STATED PROBLEM: Write out the material below exactly, beginning at the line that contains "The component shall return one point per instance of the large" and ending with its last line, both ends included; write nothing else.

Items from a dataset:
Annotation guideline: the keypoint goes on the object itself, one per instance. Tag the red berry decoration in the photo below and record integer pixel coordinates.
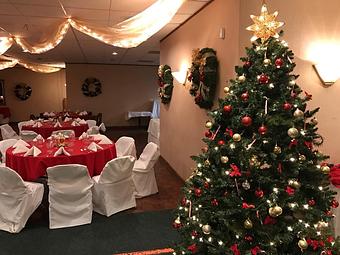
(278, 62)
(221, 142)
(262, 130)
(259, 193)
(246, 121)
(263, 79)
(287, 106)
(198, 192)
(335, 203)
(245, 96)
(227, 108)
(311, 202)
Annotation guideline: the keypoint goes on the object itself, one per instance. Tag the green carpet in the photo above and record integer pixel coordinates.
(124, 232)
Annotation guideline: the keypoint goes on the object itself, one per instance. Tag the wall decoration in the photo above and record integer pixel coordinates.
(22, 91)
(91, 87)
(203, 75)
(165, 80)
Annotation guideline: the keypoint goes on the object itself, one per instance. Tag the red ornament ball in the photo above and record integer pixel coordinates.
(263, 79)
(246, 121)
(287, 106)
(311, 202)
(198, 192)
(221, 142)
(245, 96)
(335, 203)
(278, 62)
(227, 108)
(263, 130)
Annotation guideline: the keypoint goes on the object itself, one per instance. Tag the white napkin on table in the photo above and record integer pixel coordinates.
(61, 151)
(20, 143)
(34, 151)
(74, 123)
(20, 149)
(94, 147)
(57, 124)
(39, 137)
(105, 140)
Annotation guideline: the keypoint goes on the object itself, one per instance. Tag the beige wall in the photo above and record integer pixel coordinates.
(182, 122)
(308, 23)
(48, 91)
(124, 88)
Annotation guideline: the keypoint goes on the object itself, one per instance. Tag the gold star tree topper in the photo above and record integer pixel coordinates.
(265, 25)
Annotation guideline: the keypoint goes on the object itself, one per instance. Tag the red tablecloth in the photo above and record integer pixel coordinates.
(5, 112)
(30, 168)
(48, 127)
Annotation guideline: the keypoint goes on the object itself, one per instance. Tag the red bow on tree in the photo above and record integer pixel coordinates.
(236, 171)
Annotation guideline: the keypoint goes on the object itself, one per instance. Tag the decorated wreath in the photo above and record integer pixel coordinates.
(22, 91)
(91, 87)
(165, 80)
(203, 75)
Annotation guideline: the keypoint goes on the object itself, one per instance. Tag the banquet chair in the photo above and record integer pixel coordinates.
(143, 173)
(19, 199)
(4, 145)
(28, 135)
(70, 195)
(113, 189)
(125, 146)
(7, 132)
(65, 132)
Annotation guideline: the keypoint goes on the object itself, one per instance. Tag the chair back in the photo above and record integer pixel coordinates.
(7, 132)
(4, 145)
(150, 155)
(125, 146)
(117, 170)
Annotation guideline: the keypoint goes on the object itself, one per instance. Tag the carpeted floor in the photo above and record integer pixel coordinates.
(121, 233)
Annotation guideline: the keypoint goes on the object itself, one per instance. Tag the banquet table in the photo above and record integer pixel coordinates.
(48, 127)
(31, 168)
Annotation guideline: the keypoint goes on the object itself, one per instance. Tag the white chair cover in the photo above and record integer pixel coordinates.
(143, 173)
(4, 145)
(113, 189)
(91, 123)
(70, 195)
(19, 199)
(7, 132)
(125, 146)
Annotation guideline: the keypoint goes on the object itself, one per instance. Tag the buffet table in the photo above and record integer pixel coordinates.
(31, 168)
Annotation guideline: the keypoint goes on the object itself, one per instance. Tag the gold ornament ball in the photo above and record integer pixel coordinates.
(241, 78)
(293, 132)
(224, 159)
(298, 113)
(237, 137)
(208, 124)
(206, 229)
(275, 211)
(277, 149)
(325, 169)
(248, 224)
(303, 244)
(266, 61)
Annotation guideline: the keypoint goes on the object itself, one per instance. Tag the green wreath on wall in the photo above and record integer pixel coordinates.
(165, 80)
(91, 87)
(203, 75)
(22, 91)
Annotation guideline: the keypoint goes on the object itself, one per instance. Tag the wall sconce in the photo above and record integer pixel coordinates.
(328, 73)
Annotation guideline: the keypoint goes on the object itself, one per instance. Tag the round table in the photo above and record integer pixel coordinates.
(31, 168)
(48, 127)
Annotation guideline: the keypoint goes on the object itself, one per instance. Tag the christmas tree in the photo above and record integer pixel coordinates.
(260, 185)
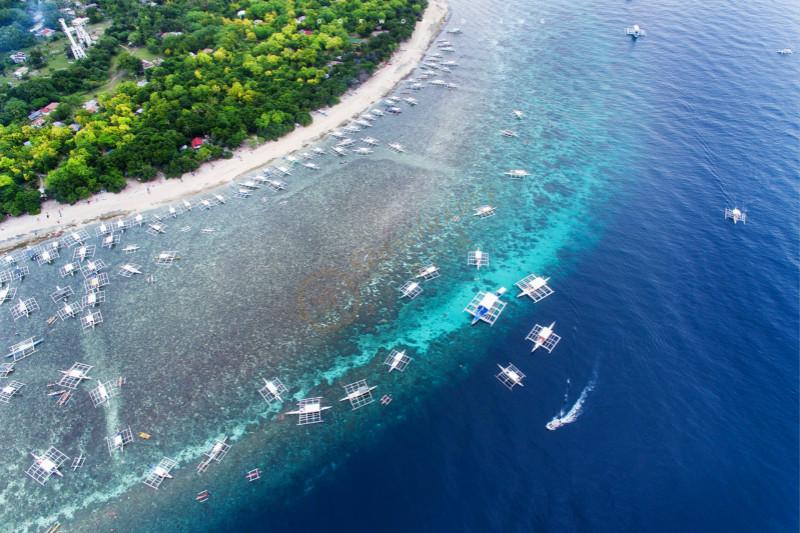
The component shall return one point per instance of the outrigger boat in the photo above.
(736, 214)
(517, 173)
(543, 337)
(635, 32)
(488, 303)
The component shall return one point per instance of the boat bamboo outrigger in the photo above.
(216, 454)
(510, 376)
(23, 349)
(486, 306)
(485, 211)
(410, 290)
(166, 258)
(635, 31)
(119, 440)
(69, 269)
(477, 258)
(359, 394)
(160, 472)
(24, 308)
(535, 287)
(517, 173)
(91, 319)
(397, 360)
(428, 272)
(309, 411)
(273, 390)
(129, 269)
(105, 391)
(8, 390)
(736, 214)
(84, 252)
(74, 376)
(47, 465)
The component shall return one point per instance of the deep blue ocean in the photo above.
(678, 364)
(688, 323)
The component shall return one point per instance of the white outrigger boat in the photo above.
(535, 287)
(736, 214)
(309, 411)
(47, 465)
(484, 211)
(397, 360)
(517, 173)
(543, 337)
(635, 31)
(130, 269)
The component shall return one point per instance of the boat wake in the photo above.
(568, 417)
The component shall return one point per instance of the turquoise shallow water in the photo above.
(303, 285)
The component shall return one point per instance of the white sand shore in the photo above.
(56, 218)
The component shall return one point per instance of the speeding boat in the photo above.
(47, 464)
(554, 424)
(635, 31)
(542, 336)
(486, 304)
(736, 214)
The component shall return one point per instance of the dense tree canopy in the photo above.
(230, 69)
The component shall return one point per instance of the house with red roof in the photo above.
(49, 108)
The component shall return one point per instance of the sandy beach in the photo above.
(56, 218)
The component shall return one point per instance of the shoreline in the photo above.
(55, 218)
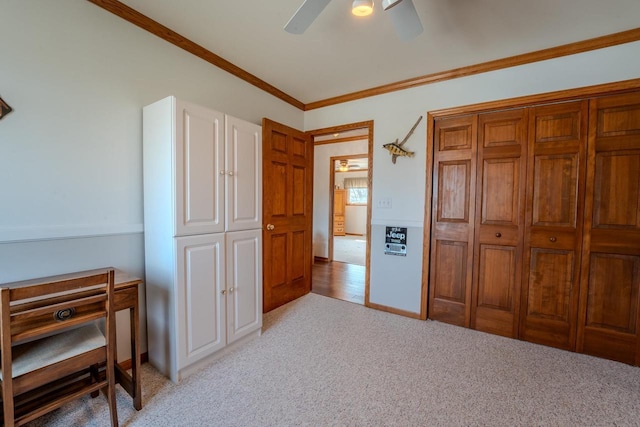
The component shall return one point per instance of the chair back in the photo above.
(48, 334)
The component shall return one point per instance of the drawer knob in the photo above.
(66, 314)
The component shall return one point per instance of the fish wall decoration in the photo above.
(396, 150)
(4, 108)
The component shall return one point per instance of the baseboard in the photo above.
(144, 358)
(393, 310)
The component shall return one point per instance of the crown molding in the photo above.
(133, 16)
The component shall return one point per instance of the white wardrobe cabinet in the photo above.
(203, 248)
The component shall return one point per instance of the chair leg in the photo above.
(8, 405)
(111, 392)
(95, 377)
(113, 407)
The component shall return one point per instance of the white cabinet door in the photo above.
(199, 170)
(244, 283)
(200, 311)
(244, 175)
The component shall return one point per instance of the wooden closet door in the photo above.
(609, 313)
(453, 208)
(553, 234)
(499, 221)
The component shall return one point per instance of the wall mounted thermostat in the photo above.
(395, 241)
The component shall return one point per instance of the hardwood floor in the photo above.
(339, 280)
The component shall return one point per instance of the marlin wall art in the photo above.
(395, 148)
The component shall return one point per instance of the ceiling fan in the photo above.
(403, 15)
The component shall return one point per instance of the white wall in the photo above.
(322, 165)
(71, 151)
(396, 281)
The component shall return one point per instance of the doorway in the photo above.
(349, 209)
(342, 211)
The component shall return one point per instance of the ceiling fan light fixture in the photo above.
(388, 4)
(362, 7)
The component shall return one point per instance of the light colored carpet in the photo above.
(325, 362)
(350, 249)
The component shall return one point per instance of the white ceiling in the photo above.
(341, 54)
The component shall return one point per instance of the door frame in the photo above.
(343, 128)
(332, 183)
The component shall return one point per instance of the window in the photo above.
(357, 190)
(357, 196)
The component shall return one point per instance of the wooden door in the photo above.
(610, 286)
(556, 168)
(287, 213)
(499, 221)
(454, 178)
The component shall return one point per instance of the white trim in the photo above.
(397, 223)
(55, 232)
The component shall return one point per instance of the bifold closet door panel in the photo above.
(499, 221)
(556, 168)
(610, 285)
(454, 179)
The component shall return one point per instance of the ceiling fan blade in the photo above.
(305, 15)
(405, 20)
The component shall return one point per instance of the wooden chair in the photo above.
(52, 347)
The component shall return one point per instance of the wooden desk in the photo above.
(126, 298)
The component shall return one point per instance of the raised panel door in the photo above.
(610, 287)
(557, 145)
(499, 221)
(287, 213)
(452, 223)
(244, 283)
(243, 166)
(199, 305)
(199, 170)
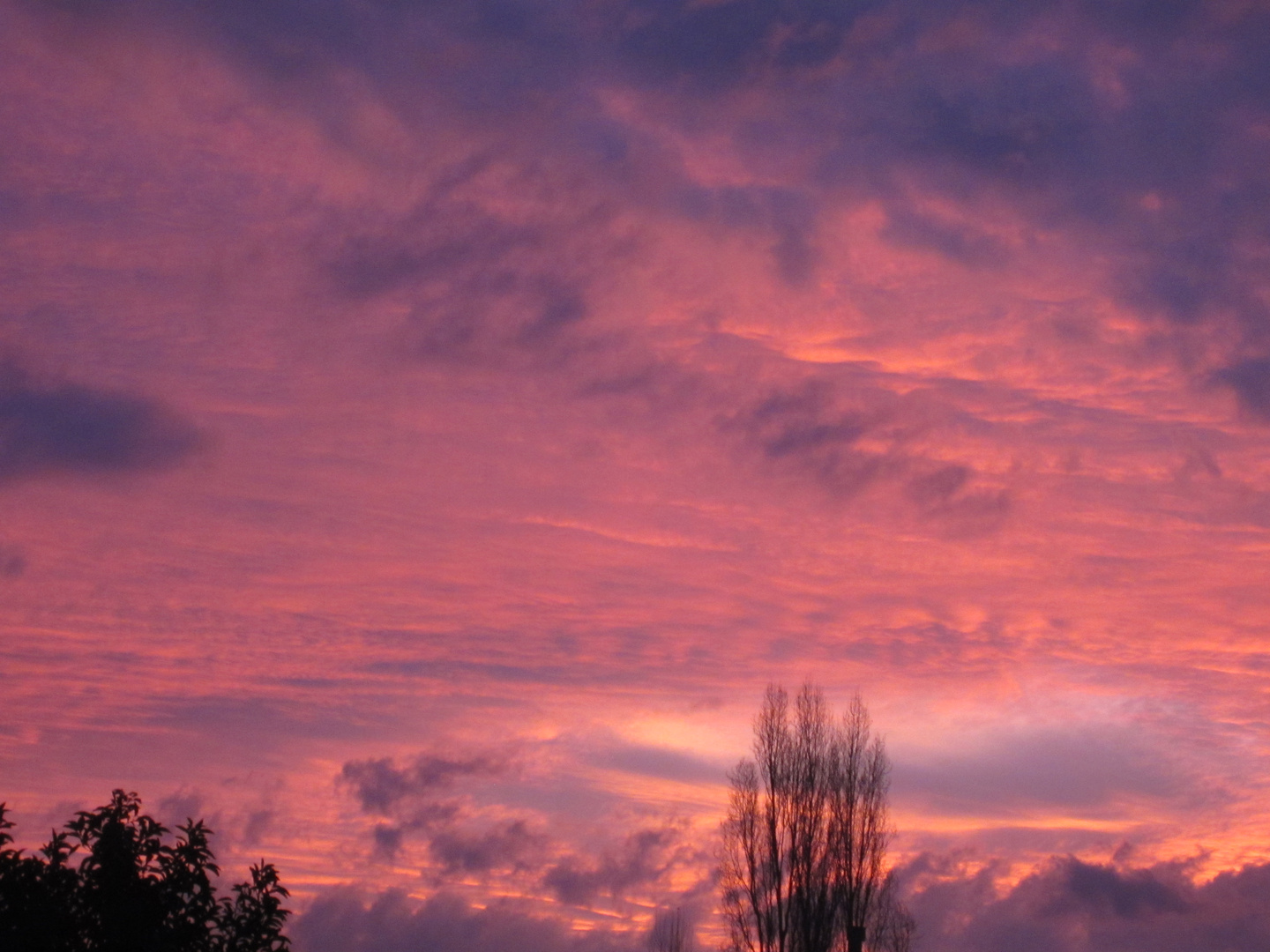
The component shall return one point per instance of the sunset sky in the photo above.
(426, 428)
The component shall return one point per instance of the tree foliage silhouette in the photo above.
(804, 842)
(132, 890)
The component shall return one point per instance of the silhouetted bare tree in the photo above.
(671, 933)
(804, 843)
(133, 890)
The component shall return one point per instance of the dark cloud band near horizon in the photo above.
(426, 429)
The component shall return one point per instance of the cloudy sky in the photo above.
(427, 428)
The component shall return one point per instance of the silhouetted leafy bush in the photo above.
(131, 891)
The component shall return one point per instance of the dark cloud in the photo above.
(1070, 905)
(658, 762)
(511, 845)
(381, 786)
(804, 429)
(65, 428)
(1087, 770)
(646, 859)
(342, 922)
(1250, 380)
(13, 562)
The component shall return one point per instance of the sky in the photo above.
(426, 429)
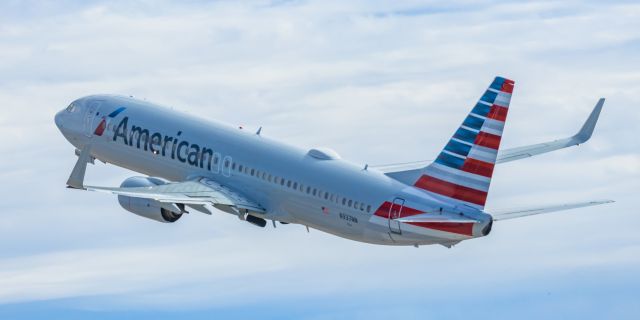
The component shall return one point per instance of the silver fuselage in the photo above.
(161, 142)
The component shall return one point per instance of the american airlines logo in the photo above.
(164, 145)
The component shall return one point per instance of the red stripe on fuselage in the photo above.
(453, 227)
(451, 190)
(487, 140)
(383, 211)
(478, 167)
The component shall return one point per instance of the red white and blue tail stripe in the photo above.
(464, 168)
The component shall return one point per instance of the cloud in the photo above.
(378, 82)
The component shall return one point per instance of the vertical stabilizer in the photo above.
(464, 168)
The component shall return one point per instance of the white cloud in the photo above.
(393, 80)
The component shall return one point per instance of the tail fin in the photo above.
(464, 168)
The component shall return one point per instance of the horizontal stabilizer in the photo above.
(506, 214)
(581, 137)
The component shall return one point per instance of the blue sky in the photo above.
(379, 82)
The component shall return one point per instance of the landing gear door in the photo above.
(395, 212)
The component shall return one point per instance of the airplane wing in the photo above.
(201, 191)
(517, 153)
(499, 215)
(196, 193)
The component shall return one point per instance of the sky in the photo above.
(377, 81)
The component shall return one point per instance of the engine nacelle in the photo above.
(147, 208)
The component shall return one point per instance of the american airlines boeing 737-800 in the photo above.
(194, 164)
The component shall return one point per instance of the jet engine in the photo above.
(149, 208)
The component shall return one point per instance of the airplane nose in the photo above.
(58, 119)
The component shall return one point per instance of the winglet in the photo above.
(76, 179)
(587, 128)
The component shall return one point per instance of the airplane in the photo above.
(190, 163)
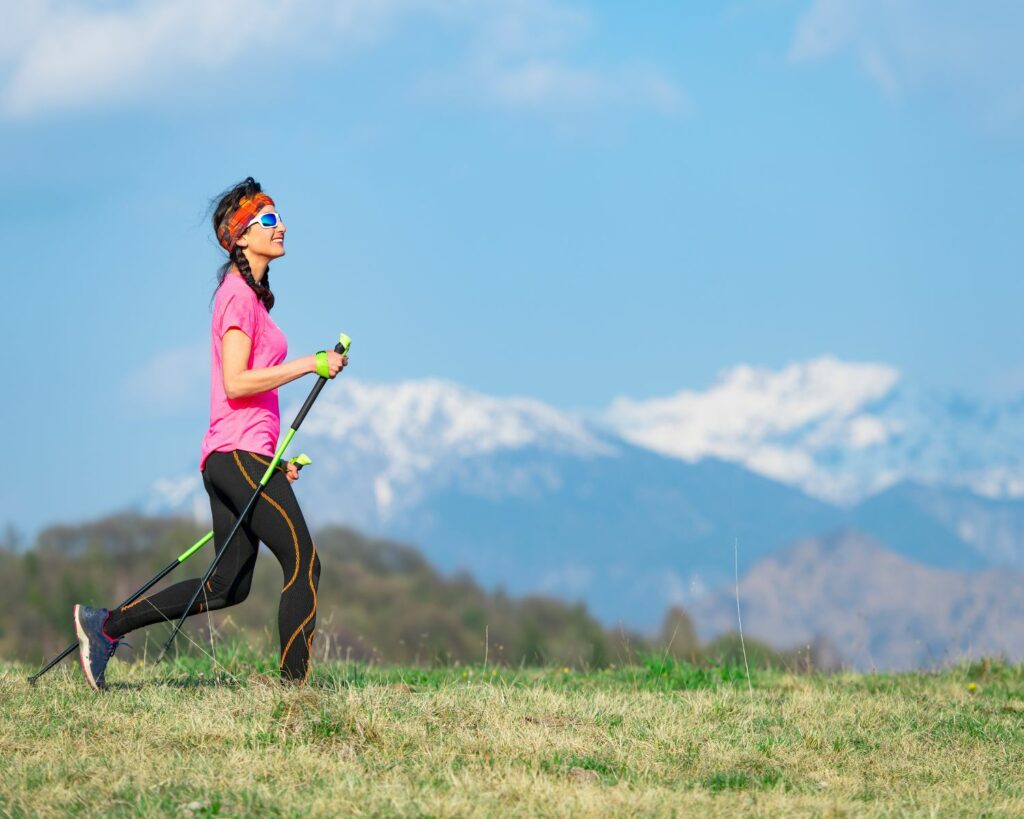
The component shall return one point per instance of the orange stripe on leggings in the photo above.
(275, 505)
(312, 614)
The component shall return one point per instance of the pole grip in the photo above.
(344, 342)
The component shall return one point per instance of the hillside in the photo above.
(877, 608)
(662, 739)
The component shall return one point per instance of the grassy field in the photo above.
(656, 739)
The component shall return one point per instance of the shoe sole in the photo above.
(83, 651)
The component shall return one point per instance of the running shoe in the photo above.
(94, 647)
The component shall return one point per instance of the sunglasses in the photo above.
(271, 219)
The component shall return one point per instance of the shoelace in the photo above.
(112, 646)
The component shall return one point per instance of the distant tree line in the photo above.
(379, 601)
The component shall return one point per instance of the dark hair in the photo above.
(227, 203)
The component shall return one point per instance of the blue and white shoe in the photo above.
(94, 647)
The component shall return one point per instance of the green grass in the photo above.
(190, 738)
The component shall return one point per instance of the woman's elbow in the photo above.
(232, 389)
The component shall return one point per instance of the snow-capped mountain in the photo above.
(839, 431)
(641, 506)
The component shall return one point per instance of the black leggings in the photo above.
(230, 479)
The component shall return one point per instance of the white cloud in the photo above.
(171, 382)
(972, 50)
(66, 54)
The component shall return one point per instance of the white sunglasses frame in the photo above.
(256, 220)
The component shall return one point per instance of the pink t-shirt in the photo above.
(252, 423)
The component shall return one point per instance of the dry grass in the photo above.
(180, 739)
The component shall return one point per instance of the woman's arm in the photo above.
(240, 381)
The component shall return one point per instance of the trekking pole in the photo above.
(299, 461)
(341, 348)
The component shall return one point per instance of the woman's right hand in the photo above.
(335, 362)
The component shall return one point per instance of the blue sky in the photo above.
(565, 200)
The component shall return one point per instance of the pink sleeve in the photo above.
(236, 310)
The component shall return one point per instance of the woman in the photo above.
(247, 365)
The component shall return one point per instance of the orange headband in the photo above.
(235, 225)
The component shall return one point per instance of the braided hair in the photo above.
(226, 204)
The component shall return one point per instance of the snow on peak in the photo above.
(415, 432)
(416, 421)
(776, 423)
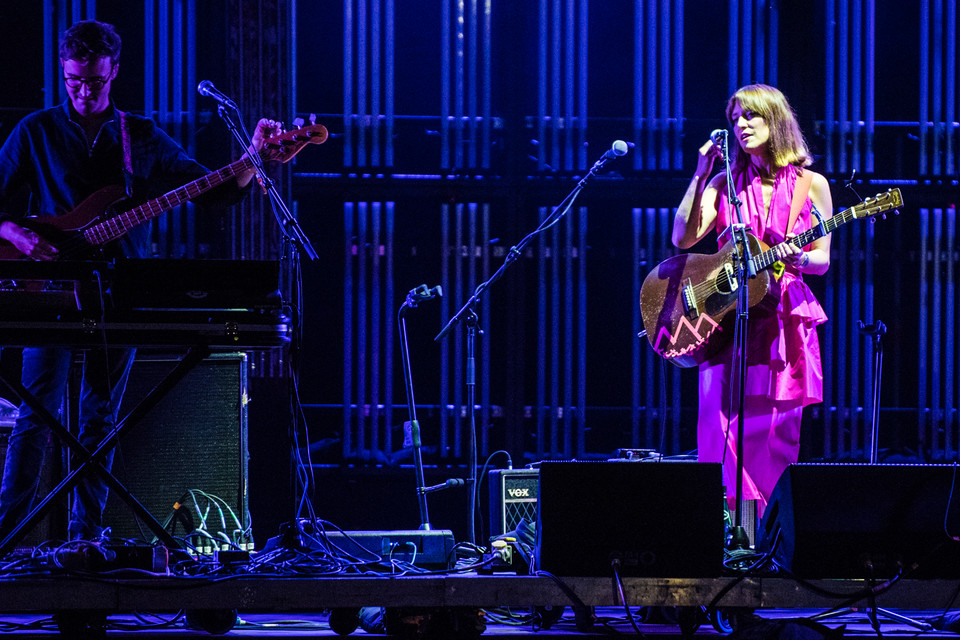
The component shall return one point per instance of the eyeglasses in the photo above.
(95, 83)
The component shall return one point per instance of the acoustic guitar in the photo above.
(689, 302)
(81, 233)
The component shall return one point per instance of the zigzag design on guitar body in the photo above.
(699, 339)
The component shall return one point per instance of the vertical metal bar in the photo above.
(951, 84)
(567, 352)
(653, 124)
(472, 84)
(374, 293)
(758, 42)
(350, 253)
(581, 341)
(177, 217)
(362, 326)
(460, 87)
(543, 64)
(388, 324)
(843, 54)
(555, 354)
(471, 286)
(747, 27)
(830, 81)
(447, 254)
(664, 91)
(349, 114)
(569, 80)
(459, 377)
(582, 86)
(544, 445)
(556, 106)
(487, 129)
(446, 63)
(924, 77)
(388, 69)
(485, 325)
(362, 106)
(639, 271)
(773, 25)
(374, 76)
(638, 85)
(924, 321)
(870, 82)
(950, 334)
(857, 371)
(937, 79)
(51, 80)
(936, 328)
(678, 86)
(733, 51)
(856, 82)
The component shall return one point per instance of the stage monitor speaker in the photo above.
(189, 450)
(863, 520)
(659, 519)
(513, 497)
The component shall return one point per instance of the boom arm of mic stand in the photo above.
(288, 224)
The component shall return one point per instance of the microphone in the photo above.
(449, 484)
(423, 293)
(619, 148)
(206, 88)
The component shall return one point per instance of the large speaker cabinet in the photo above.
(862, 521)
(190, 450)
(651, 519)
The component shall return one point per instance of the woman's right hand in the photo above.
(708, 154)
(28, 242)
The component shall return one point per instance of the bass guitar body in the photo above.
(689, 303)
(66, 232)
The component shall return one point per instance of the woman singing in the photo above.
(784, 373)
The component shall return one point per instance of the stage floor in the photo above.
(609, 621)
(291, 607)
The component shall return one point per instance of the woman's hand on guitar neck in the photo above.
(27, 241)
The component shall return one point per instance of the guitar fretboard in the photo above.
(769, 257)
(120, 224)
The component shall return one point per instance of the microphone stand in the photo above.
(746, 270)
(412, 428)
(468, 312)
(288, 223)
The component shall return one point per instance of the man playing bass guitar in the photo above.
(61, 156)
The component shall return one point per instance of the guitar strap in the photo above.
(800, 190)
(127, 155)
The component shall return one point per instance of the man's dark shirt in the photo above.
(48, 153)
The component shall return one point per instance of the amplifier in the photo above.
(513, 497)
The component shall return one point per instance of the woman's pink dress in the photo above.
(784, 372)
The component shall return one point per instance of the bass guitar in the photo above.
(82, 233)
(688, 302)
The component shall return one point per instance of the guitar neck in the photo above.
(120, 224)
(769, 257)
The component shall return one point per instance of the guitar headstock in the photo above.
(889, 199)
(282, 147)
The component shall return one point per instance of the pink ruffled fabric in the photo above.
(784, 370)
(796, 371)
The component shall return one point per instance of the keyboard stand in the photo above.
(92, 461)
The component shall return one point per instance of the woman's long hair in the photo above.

OUTPUT BELOW:
The component shall return one point per instance of the large speaker cabinet in the photo above.
(862, 521)
(190, 450)
(651, 519)
The component shall return one point per instance of the woman's right hand in the photo above.
(708, 154)
(28, 242)
The component shall return one point per instance of the bass guitar body in the photo above.
(689, 303)
(66, 232)
The component shall return one point per instance of the woman singing in the photo above.
(784, 373)
The component shall return one point per instance of the stage floor in the photo above.
(609, 621)
(291, 607)
The component shall return one point per instance of the woman's hand on guitar neck in the photo above.
(27, 241)
The component shall return one point per instance of the guitar fretboard in the photo above.
(769, 257)
(120, 224)
The component shall return one point per instance of the microphone stand in the photo above.
(746, 270)
(412, 428)
(468, 312)
(288, 223)
The component shall return one point per instance of the man playing bass guitar in the photo above.
(61, 156)
The component shall return one point per instance of the guitar strap in the photo above.
(800, 190)
(127, 155)
The component shall return one point per instance of the man's dark shirt in the photo above.
(48, 153)
The component shall return one point per instance of the amplifier in the photo above.
(513, 497)
The component shall return one point per instance of the woman's pink dress in the photo above.
(784, 372)
The component shall return one point per instance of the bass guitar in the photo above.
(82, 233)
(688, 302)
The component shall return one point per instance of the guitar neck in the photo above.
(120, 224)
(769, 257)
The component shall return one point per instance of the guitar headstock in the photo above.
(889, 199)
(282, 147)
The component shall return one point per instance of the pink ruffled fabric in the photo above.
(784, 370)
(796, 371)
The component shall return one point per instance of the keyboard stand in the photo above.
(92, 461)
The component shall return one point per instance of the woman's long hair in the photo above.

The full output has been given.